Work item >> Write out, from the entries below, exactly the lines that run between the lines holding "point: the boy's face, center" and "point: the moss", inclusive, and stop there.

* * * * *

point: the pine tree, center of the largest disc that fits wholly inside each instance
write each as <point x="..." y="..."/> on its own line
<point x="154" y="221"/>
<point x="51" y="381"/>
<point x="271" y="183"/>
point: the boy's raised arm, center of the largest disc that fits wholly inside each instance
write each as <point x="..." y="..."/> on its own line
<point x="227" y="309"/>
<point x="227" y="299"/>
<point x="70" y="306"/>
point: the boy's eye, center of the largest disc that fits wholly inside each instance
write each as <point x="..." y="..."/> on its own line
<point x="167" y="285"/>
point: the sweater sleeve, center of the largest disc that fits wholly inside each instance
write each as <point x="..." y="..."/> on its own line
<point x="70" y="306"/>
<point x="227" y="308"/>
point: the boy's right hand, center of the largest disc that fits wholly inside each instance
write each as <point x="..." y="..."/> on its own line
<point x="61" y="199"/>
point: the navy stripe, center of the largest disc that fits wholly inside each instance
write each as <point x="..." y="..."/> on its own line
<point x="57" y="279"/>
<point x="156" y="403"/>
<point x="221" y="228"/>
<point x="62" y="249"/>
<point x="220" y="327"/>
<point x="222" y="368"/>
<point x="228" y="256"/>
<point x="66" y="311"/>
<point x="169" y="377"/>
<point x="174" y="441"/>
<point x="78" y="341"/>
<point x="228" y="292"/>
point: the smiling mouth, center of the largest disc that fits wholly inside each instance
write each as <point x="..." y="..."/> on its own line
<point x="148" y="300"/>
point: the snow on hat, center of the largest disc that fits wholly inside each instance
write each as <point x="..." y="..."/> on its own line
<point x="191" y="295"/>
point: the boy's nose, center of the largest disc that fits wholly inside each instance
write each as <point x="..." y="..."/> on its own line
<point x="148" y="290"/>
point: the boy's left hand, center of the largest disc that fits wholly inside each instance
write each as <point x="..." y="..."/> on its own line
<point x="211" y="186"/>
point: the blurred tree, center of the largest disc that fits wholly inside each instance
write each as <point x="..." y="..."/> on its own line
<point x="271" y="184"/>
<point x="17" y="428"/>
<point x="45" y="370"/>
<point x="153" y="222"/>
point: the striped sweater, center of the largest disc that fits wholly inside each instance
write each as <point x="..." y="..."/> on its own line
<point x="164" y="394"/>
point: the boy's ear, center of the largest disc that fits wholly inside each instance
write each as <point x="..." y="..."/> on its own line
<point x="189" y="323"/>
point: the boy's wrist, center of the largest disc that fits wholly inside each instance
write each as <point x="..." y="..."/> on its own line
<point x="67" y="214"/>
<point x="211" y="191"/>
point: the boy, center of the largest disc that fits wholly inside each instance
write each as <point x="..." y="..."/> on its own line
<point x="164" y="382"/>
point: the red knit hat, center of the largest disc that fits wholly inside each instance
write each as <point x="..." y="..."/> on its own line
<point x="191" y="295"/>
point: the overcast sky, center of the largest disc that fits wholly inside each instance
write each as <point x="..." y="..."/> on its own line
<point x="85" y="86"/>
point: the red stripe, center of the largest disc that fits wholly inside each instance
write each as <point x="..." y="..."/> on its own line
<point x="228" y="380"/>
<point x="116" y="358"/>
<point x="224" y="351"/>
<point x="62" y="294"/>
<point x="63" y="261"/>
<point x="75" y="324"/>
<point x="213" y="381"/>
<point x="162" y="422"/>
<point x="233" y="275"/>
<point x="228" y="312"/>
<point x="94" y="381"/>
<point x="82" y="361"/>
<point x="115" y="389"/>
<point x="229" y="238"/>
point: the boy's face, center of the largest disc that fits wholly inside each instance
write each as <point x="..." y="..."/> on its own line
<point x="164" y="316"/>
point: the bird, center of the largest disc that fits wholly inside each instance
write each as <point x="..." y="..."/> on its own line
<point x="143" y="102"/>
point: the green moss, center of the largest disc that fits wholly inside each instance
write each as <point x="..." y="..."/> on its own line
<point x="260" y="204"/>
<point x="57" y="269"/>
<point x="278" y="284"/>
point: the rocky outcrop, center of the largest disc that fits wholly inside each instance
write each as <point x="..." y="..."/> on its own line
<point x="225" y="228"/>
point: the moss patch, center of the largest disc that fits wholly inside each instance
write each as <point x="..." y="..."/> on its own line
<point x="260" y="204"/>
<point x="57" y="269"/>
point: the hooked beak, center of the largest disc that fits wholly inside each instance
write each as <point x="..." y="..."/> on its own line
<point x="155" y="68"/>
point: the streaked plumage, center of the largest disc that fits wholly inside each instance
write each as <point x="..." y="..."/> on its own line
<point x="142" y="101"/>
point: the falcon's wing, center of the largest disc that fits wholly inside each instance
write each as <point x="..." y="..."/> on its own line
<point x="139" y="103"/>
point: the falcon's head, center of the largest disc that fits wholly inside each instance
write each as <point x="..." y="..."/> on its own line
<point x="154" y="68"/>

* * * * *

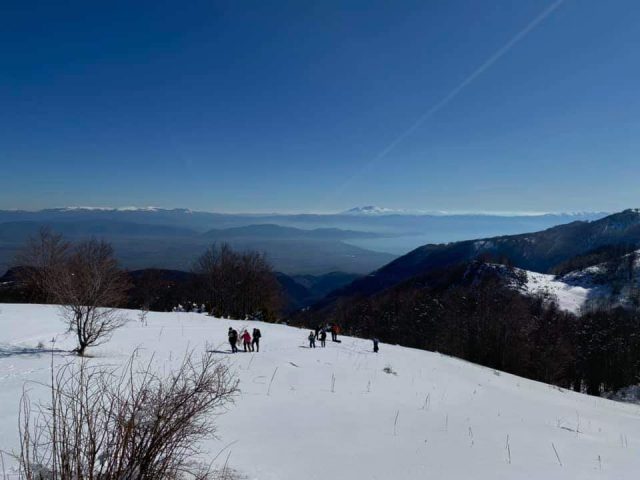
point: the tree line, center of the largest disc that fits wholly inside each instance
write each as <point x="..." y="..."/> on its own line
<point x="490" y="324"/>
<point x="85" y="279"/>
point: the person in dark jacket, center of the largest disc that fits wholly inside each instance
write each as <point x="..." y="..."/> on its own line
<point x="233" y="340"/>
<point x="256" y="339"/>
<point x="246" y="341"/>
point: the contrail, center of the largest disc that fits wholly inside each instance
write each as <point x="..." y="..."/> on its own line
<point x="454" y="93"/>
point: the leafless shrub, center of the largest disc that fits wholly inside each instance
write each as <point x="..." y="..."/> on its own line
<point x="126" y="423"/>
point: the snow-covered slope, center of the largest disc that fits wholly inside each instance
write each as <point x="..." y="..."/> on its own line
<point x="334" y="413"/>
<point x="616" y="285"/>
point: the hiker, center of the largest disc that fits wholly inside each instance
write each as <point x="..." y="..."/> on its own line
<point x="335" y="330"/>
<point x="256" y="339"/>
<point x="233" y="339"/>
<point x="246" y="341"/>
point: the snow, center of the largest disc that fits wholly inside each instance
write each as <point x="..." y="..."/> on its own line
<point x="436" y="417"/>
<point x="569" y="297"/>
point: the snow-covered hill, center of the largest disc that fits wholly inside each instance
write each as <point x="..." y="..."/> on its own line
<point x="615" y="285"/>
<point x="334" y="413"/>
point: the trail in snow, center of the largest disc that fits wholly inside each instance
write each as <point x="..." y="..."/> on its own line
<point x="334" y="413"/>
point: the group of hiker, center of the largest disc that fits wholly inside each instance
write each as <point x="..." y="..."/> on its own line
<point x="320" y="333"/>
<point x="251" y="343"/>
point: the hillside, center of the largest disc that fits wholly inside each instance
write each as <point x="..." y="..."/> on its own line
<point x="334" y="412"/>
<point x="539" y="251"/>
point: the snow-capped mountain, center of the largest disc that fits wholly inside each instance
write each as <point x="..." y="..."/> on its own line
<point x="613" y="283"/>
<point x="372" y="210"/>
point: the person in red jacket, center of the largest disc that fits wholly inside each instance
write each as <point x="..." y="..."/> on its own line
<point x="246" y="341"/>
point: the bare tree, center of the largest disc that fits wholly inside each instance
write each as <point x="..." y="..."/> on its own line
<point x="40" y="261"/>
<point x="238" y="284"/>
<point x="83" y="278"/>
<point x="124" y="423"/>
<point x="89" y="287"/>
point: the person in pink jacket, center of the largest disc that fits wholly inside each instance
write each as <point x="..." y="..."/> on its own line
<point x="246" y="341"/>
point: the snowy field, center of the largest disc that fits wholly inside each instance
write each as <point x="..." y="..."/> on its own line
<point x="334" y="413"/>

* * * * *

Finished exercise >>
point: the boy's face, center of the largest disc that fits wholly inside each instance
write each as <point x="..." y="..."/> on its own line
<point x="164" y="316"/>
point: the bird, center of the largest disc that fits wholly inside each instance
write each as <point x="..." y="..."/> on its own line
<point x="143" y="102"/>
point: the green moss, center of the largest disc that fits wholly inside each instance
write each as <point x="..." y="..."/> on its own line
<point x="260" y="204"/>
<point x="57" y="269"/>
<point x="278" y="284"/>
point: the rocky outcrop, center of the largest disc that fits wholly inside each instance
write each as <point x="..." y="..."/> on its own line
<point x="225" y="228"/>
point: the moss patch, center of the largest disc that fits wholly inside each instance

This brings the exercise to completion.